** start Exercise material **

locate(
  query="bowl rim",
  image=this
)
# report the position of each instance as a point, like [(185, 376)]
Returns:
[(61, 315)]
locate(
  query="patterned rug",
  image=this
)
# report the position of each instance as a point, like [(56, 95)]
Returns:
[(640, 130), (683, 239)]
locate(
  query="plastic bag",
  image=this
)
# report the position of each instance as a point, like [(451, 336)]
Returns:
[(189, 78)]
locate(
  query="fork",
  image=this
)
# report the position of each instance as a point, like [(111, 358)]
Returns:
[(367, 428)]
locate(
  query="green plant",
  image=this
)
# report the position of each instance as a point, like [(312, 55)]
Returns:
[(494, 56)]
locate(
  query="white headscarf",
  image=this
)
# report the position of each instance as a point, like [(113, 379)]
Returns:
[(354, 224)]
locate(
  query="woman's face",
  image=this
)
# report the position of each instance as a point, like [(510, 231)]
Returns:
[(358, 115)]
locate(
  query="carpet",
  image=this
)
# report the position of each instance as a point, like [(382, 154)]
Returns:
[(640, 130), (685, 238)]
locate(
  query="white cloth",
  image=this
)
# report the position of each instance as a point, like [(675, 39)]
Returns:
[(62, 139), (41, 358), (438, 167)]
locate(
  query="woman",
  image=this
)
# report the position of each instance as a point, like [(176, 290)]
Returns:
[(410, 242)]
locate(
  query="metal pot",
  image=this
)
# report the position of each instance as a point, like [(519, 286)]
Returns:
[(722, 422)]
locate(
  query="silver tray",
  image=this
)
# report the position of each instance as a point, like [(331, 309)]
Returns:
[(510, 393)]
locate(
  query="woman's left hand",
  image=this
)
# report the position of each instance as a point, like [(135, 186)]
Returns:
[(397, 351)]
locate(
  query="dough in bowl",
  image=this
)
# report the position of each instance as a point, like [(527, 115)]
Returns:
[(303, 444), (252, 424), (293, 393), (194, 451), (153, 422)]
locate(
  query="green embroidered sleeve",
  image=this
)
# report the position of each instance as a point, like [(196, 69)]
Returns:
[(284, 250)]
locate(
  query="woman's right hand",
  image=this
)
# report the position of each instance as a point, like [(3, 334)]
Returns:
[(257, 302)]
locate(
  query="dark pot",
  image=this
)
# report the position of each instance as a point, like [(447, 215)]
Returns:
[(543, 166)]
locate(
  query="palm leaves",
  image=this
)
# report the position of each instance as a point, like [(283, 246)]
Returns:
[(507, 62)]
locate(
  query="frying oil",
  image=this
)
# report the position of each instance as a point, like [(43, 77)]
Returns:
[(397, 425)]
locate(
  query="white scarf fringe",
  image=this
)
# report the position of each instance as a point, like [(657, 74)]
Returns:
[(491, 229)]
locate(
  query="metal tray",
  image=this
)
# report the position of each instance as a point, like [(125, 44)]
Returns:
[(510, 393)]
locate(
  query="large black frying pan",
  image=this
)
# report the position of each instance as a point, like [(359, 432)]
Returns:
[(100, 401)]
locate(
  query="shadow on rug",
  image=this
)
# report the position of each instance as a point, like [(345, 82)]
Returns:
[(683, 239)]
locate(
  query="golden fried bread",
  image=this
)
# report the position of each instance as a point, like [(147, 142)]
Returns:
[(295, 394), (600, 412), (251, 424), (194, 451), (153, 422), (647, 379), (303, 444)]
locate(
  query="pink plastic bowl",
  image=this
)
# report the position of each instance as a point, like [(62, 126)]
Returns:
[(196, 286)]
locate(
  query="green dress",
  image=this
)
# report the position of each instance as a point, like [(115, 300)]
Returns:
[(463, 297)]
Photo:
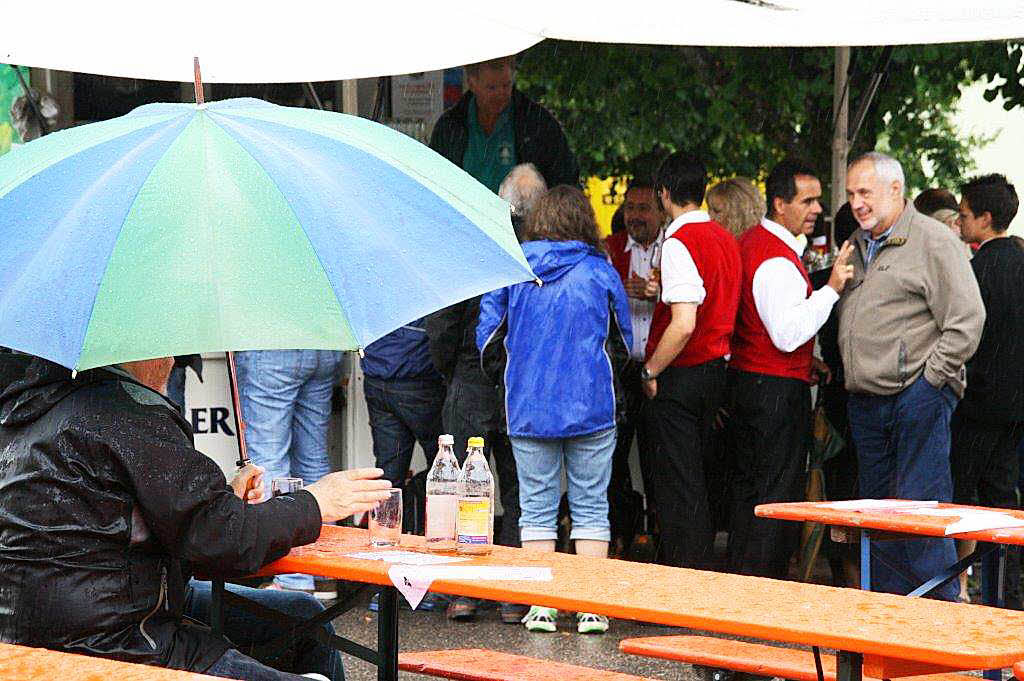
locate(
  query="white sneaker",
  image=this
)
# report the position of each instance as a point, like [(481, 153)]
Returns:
[(588, 623), (541, 619)]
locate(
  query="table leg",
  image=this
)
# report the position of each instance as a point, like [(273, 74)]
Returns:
[(387, 635), (865, 560), (849, 666), (217, 607), (993, 573)]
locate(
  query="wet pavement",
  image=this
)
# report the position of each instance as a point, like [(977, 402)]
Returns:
[(430, 631)]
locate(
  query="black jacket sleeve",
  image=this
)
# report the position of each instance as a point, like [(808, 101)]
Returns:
[(187, 504), (444, 333)]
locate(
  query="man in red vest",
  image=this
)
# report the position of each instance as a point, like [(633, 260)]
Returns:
[(634, 253), (684, 374), (771, 370)]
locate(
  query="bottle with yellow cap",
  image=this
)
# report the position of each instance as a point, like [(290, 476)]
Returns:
[(475, 521)]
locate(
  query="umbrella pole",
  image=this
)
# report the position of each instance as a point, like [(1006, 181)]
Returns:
[(240, 426)]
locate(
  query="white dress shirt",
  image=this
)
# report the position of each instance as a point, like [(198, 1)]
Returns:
[(642, 260), (681, 282), (790, 315)]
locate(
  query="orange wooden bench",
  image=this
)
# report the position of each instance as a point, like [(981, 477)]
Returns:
[(19, 663), (480, 665), (754, 658)]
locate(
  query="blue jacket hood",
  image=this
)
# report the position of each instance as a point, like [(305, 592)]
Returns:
[(552, 260)]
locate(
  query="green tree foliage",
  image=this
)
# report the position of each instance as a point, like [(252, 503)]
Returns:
[(744, 109)]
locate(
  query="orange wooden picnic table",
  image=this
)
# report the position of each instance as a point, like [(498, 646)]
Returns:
[(892, 635), (906, 517), (906, 520), (18, 663)]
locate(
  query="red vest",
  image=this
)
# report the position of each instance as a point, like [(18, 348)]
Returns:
[(615, 245), (753, 349), (717, 256)]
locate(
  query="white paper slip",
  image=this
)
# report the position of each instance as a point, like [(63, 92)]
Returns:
[(880, 505), (414, 582), (406, 557)]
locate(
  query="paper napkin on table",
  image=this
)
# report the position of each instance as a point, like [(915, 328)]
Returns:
[(415, 581), (406, 557)]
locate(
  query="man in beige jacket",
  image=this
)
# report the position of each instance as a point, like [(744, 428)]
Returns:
[(909, 320)]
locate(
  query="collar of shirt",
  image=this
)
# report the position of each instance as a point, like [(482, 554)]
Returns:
[(686, 218), (884, 236), (632, 243), (782, 235)]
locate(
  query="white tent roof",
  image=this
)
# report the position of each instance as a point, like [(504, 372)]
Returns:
[(304, 40)]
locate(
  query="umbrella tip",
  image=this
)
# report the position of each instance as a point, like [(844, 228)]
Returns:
[(200, 99)]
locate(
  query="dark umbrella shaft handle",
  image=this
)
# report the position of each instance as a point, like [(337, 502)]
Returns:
[(240, 426)]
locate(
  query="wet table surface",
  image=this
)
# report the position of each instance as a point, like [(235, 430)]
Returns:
[(898, 636), (915, 521)]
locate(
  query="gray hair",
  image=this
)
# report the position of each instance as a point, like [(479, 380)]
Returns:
[(886, 167), (521, 187)]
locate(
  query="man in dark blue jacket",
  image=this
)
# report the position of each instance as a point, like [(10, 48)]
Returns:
[(988, 423), (404, 394)]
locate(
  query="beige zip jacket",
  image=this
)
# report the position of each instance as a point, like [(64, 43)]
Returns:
[(914, 308)]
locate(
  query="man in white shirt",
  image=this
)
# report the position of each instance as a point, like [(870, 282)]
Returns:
[(772, 368), (684, 374), (634, 252)]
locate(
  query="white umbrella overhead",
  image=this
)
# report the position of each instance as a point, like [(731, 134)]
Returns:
[(316, 41)]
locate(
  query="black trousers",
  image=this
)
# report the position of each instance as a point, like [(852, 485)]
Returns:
[(683, 414), (985, 468), (770, 431), (637, 423)]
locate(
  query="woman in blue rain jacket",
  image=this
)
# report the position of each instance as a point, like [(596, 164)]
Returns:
[(555, 348)]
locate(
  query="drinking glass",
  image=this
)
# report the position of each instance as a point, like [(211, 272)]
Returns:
[(385, 520), (284, 485)]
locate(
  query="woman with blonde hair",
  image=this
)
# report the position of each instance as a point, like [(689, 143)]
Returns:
[(555, 349), (735, 204)]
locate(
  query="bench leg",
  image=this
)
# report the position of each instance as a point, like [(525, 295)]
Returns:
[(993, 578), (387, 635), (865, 560), (849, 666)]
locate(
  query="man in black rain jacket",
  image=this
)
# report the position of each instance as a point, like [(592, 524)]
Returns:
[(105, 508)]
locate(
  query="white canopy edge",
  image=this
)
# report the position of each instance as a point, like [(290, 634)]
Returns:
[(305, 40)]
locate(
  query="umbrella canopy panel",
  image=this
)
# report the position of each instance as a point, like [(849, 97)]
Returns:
[(239, 225)]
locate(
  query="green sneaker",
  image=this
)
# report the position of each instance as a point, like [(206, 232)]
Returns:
[(541, 619), (588, 623)]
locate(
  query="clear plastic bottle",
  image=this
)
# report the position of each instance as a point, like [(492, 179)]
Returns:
[(442, 498), (475, 524)]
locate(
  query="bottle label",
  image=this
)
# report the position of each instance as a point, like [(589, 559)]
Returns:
[(474, 520), (441, 513)]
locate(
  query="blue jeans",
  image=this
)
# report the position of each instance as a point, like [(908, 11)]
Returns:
[(286, 403), (403, 412), (248, 631), (588, 466), (902, 445)]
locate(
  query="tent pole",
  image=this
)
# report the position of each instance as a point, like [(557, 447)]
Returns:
[(841, 145)]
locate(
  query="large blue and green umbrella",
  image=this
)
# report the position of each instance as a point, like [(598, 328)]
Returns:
[(236, 225)]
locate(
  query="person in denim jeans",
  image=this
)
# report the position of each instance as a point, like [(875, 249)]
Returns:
[(555, 347), (908, 321), (286, 403)]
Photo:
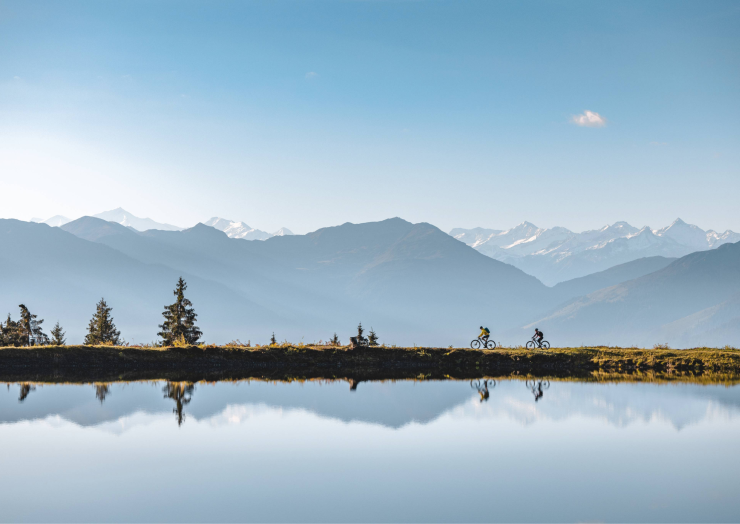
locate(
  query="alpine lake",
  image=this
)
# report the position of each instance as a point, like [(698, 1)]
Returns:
[(524, 451)]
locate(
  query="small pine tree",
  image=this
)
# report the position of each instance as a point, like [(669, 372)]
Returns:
[(57, 335), (372, 338), (30, 328), (10, 333), (101, 329), (179, 323)]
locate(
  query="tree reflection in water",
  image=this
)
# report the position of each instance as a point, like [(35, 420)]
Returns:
[(26, 388), (181, 393), (537, 386), (482, 388), (102, 390)]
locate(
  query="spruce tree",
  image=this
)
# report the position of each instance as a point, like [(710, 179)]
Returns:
[(372, 338), (57, 335), (10, 334), (102, 330), (179, 319), (30, 328)]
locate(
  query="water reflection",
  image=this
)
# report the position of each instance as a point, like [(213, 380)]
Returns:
[(182, 394), (102, 390), (537, 386), (290, 451), (393, 404), (482, 388)]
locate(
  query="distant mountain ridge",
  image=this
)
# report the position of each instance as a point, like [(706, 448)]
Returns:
[(413, 282), (694, 300), (123, 217), (558, 254), (235, 229)]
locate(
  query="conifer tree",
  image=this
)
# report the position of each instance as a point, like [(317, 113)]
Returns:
[(101, 329), (372, 338), (179, 319), (30, 328), (57, 335), (10, 334)]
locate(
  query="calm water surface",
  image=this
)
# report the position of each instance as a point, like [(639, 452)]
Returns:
[(383, 452)]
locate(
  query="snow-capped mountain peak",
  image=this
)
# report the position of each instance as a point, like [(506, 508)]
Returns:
[(123, 217), (557, 254), (234, 229)]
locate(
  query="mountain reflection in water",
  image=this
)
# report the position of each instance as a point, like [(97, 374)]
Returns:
[(390, 403), (395, 451)]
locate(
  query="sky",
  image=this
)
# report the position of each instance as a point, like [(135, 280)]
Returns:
[(311, 113)]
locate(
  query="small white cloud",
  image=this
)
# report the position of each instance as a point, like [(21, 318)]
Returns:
[(589, 119)]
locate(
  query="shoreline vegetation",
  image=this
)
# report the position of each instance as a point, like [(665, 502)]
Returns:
[(107, 363)]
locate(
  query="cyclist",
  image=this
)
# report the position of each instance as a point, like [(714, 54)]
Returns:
[(484, 334), (538, 336)]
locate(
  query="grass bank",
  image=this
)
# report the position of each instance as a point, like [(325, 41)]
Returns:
[(288, 362)]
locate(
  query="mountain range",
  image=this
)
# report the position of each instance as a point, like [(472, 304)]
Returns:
[(411, 282), (558, 254), (242, 230)]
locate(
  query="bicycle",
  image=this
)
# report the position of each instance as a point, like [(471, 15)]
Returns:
[(478, 343), (534, 343), (360, 341)]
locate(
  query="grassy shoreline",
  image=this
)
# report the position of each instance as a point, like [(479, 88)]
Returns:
[(288, 362)]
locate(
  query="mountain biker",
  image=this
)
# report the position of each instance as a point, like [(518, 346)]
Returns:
[(484, 334)]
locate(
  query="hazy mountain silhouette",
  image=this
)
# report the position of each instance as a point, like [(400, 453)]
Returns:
[(61, 277), (693, 300), (610, 277), (558, 254), (412, 282)]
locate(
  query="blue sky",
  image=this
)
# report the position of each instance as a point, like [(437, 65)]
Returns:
[(309, 113)]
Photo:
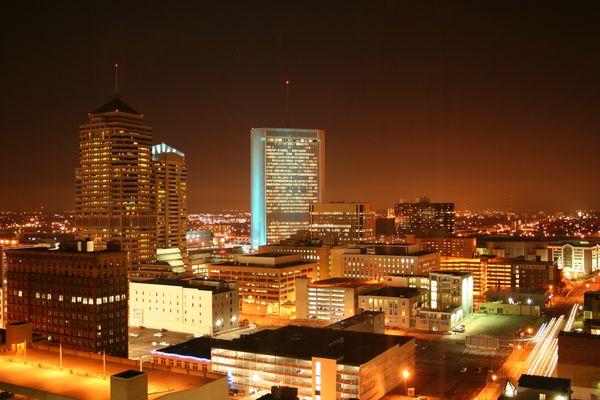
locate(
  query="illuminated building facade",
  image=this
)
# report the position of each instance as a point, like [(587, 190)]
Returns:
[(421, 217), (115, 192), (400, 304), (447, 246), (332, 299), (195, 306), (505, 273), (266, 281), (475, 266), (75, 296), (308, 251), (323, 364), (450, 301), (171, 196), (287, 176), (576, 258), (342, 222), (375, 262)]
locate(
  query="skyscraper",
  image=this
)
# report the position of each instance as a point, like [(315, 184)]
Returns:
[(171, 196), (342, 222), (421, 217), (115, 196), (287, 176)]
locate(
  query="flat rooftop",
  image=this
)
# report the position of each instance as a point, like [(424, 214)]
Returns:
[(196, 348), (83, 377), (267, 266), (199, 284), (342, 282), (355, 319), (545, 383), (396, 291), (301, 342)]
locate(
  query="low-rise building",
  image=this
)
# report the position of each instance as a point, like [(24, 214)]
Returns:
[(266, 281), (447, 246), (579, 361), (325, 364), (375, 262), (309, 251), (342, 222), (400, 304), (196, 306), (535, 387), (367, 321), (332, 299), (475, 266), (522, 273), (450, 301), (576, 257)]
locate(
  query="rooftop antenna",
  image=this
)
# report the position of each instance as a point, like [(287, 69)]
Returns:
[(116, 92), (287, 103)]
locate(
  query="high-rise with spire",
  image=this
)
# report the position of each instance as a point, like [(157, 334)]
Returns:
[(171, 196), (115, 190)]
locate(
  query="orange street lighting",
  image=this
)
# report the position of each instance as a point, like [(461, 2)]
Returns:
[(405, 375)]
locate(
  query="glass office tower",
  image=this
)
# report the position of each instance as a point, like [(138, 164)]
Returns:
[(287, 176)]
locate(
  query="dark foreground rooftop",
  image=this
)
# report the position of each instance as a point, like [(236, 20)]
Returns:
[(349, 348)]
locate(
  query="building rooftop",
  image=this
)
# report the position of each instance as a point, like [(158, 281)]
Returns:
[(355, 319), (453, 273), (545, 383), (343, 282), (395, 291), (115, 105), (270, 266), (301, 342), (82, 377), (199, 284), (194, 348)]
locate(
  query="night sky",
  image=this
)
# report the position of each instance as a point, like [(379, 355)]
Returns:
[(468, 102)]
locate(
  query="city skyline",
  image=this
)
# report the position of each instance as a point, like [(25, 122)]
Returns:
[(465, 112)]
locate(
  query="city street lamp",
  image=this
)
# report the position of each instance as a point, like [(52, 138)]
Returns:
[(405, 375)]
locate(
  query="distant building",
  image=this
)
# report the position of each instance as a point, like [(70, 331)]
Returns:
[(74, 296), (322, 363), (375, 262), (115, 196), (266, 281), (447, 246), (421, 217), (530, 249), (195, 306), (287, 176), (400, 304), (579, 361), (475, 266), (385, 228), (342, 222), (591, 312), (367, 321), (521, 273), (171, 196), (576, 258), (311, 251), (330, 299), (450, 301)]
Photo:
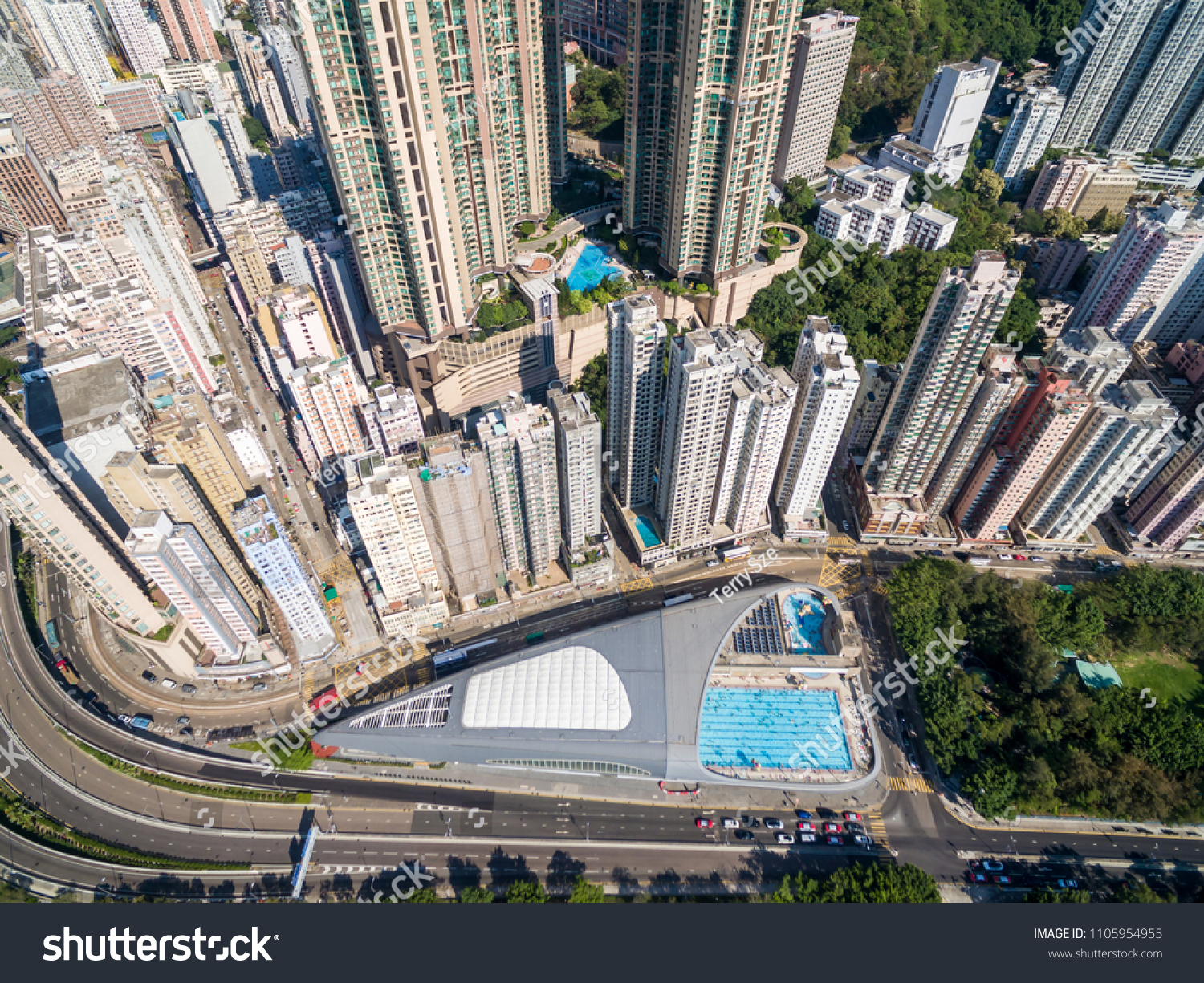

** end Exercise material **

■ Instructions to follow ■
Return the records verbatim, starting at the first line and ending at the line that contains "[(189, 78)]", with both ends included.

■ Exercise answer ■
locate(
  query="bowl rim",
  image=this
)
# report the position of each instance as a point, like [(185, 376)]
Returns:
[(61, 315)]
locate(
  query="patterned rug",
  image=this
)
# report the position of each instance as a point, like [(56, 95)]
Returns:
[(640, 130), (683, 239)]
locate(
  query="plastic bag",
  image=this
)
# report the position of each instance as a point, like [(451, 336)]
Returns:
[(189, 78)]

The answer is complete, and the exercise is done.